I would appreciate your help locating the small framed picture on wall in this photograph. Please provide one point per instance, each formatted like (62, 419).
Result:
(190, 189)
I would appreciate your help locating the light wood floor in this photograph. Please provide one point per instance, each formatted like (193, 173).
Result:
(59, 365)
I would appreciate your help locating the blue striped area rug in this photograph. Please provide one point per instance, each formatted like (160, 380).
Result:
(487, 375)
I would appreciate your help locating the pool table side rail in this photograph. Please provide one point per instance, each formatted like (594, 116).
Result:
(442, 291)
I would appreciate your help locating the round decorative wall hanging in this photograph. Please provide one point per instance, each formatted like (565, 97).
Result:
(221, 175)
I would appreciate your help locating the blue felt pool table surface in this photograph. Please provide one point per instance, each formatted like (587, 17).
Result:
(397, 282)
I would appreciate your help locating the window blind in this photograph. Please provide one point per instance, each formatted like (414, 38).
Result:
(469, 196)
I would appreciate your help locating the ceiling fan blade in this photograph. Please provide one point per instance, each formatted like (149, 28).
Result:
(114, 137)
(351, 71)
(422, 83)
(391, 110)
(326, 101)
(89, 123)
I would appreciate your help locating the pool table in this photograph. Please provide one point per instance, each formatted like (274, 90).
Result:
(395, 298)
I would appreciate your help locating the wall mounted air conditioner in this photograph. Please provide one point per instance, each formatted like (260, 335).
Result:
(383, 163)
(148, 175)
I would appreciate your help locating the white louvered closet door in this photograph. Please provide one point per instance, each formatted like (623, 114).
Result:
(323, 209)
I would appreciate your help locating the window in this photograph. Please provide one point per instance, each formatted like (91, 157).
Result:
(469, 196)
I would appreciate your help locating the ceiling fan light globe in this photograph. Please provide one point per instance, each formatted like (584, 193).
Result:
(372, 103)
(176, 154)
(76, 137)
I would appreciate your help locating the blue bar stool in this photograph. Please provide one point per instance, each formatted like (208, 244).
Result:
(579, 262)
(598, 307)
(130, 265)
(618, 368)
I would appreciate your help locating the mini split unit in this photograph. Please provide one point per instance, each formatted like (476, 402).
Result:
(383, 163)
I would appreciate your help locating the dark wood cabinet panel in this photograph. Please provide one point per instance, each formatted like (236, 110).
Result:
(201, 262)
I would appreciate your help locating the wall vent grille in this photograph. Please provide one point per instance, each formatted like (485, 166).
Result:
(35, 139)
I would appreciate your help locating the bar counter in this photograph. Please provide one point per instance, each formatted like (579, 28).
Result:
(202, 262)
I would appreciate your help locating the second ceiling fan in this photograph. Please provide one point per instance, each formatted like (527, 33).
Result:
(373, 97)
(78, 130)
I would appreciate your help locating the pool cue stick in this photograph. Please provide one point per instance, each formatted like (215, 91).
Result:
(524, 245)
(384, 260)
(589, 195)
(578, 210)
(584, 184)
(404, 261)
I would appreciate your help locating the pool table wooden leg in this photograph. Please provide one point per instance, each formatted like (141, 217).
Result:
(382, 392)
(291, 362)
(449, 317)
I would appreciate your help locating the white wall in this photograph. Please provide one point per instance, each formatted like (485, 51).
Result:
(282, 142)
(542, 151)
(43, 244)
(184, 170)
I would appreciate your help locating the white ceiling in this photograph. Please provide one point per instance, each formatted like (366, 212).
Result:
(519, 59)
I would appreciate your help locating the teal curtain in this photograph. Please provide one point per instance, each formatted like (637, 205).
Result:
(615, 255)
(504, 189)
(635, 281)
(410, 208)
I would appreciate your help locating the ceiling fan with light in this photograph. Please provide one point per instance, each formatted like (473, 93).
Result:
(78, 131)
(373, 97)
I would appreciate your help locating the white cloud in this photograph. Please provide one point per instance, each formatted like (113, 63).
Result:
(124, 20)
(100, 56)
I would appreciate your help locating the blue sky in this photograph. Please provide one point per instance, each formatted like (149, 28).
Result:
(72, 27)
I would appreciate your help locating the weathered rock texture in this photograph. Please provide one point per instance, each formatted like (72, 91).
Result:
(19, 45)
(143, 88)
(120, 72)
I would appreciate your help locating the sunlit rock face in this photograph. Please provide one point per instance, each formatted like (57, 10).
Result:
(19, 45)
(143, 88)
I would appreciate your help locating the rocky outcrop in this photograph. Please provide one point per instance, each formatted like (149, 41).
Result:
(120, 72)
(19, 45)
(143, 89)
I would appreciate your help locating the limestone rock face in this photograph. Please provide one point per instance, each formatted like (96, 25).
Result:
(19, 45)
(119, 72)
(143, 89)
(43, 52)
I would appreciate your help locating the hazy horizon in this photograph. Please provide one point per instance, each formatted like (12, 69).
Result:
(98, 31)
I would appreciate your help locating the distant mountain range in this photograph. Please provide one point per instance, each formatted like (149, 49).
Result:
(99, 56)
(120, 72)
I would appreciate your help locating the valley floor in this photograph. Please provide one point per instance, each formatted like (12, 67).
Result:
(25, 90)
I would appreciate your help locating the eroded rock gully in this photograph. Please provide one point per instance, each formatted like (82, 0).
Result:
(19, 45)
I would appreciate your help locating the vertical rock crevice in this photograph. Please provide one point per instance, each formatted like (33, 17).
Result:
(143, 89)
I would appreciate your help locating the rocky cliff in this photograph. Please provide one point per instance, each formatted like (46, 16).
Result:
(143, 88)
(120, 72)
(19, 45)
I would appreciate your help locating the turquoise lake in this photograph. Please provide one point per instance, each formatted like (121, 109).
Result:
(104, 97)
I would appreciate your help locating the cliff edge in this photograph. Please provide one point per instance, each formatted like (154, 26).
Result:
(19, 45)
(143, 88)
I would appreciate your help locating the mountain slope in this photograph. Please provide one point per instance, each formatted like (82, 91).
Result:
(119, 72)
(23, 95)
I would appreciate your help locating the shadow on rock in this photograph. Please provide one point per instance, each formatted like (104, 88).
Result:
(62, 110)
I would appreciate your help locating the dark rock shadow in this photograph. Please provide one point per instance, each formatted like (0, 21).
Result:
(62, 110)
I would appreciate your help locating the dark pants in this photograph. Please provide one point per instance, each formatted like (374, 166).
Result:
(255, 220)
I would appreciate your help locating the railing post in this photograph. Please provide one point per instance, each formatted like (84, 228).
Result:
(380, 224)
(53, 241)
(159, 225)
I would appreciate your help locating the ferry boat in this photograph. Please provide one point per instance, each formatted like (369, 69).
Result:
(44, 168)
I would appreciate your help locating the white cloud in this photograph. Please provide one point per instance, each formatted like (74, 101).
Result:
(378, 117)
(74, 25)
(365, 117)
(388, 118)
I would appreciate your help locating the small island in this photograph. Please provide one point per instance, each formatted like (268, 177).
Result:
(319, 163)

◇ ◇ ◇ ◇

**Task item**:
If a line in the records has the word "mountain", copy that line.

**Solution to this task**:
I would appreciate your help locating the distant mountain range in this photograph. Please provide one point per instance, each formatted like (149, 49).
I would appreciate your help locating the mountain slope in this photograph. Please provide one point per instance, each formatted like (82, 91).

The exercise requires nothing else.